**PROBLEM TO WORK ON**
Please retype, word for word, the rows below that run from the line containing "the stadium crowd" through the line containing "(1049, 148)", including both of those lines and nothing else.

Records from a dataset:
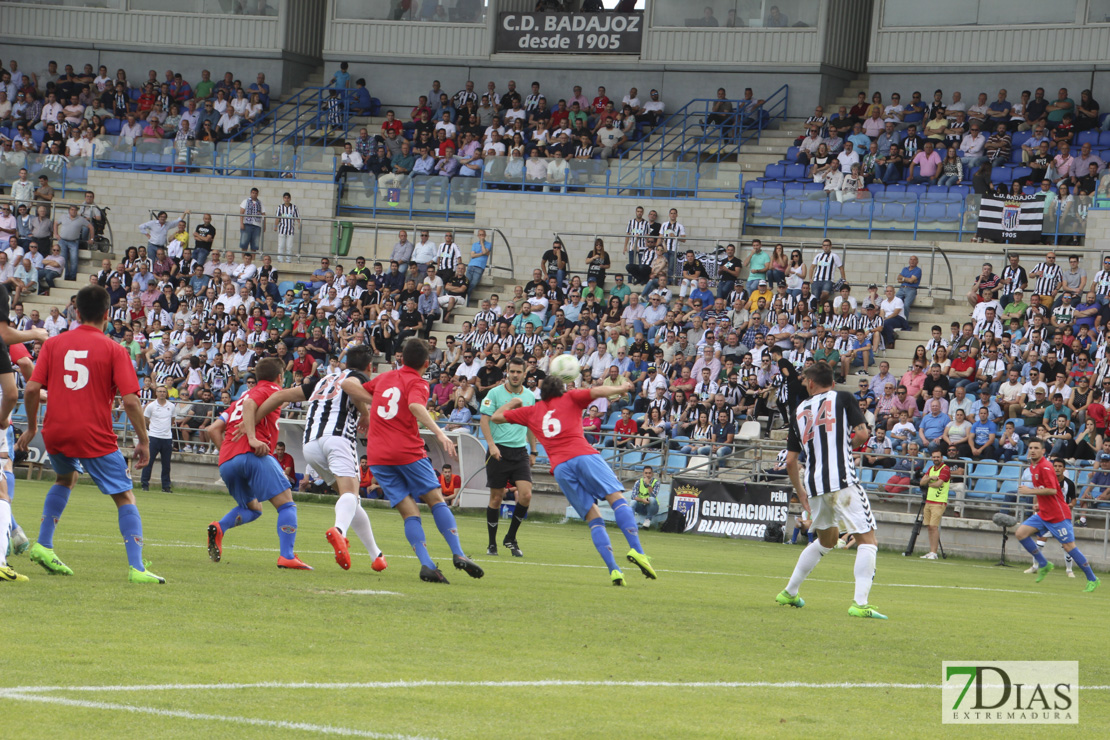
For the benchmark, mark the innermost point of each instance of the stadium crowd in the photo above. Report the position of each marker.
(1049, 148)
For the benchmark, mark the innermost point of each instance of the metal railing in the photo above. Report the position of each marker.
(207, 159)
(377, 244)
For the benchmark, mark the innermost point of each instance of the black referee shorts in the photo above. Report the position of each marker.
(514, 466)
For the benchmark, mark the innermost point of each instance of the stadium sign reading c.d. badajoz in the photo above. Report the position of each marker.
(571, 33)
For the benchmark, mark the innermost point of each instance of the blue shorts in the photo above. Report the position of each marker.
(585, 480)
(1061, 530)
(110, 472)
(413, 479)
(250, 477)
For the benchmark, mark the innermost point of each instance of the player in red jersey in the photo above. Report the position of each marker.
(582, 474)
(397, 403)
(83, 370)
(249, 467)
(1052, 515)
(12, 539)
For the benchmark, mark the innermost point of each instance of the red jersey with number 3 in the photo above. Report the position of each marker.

* * *

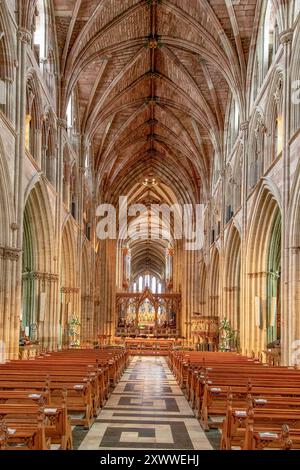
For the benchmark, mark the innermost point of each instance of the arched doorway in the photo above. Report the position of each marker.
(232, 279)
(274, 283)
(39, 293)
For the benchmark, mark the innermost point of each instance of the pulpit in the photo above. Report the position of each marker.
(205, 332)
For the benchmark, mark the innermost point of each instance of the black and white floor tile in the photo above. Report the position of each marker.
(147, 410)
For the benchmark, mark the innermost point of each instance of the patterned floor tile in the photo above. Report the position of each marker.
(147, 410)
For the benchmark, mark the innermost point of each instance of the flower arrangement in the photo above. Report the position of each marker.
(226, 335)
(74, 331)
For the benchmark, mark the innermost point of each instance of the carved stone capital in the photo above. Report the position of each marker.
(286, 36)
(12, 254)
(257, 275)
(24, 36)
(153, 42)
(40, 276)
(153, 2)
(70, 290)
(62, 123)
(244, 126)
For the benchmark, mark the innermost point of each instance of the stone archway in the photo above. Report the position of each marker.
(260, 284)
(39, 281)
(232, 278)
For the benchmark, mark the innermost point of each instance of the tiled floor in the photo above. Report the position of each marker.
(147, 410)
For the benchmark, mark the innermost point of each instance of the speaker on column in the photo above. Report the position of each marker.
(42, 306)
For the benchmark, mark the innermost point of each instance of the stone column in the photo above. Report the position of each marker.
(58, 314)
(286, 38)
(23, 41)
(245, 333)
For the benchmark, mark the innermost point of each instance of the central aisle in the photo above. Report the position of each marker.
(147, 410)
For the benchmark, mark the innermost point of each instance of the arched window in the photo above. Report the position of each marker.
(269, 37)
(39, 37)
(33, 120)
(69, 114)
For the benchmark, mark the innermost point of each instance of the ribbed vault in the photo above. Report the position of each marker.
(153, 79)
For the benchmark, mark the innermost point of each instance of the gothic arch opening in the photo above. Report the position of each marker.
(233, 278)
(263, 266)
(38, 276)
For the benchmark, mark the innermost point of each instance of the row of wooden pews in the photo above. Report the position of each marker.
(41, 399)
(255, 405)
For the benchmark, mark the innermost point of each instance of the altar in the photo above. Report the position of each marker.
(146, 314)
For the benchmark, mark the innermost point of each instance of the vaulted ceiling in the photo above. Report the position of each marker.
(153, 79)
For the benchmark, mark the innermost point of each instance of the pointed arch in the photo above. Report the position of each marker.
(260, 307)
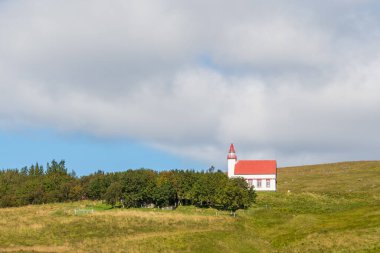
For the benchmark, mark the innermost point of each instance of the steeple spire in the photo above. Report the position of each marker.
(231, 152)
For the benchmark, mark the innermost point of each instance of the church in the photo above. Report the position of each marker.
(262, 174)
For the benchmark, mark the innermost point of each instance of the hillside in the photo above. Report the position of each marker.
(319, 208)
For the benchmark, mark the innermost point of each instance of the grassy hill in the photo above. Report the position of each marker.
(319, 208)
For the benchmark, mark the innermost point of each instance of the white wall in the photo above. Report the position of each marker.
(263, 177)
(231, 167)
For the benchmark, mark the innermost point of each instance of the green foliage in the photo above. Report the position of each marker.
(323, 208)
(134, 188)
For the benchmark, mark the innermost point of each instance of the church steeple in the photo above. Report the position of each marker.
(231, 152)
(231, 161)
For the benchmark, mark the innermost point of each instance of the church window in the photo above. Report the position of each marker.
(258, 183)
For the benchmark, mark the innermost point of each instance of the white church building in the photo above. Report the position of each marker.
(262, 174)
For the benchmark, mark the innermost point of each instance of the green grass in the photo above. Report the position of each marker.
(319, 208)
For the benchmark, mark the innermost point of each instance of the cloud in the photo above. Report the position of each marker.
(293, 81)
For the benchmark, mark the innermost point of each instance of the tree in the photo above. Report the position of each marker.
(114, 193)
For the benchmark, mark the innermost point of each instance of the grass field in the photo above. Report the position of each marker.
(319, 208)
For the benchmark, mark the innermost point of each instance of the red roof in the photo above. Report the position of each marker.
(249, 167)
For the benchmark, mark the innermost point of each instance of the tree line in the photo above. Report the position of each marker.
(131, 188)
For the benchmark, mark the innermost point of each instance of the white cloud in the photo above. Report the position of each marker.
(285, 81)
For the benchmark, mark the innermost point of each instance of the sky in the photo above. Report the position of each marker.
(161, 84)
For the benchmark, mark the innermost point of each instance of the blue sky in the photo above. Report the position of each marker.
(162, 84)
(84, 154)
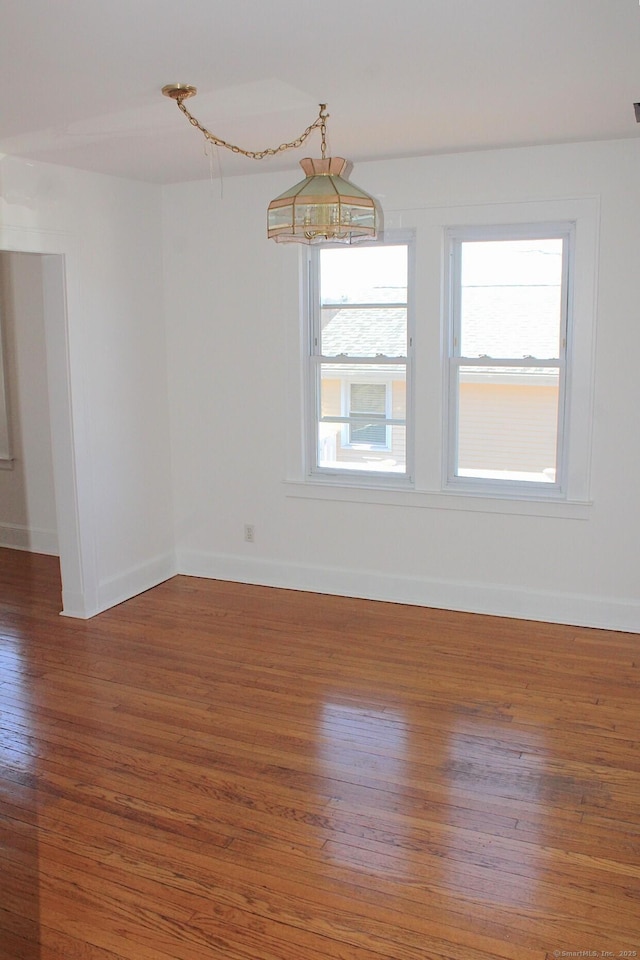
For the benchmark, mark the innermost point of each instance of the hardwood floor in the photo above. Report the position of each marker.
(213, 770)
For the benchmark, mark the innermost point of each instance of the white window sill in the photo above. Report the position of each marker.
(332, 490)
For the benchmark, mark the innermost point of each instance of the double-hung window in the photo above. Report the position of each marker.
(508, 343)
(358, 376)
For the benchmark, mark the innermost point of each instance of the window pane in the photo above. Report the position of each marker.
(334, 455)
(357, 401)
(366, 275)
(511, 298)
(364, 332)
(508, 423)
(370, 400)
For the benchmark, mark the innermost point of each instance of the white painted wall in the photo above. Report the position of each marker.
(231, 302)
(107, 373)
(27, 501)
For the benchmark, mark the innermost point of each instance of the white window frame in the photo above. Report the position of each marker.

**RESULT OF THIS EXERCISE**
For the benchmark, mark the innermost point of each instance of the stadium crowd in the photo above. Report the position of each marker.
(1049, 148)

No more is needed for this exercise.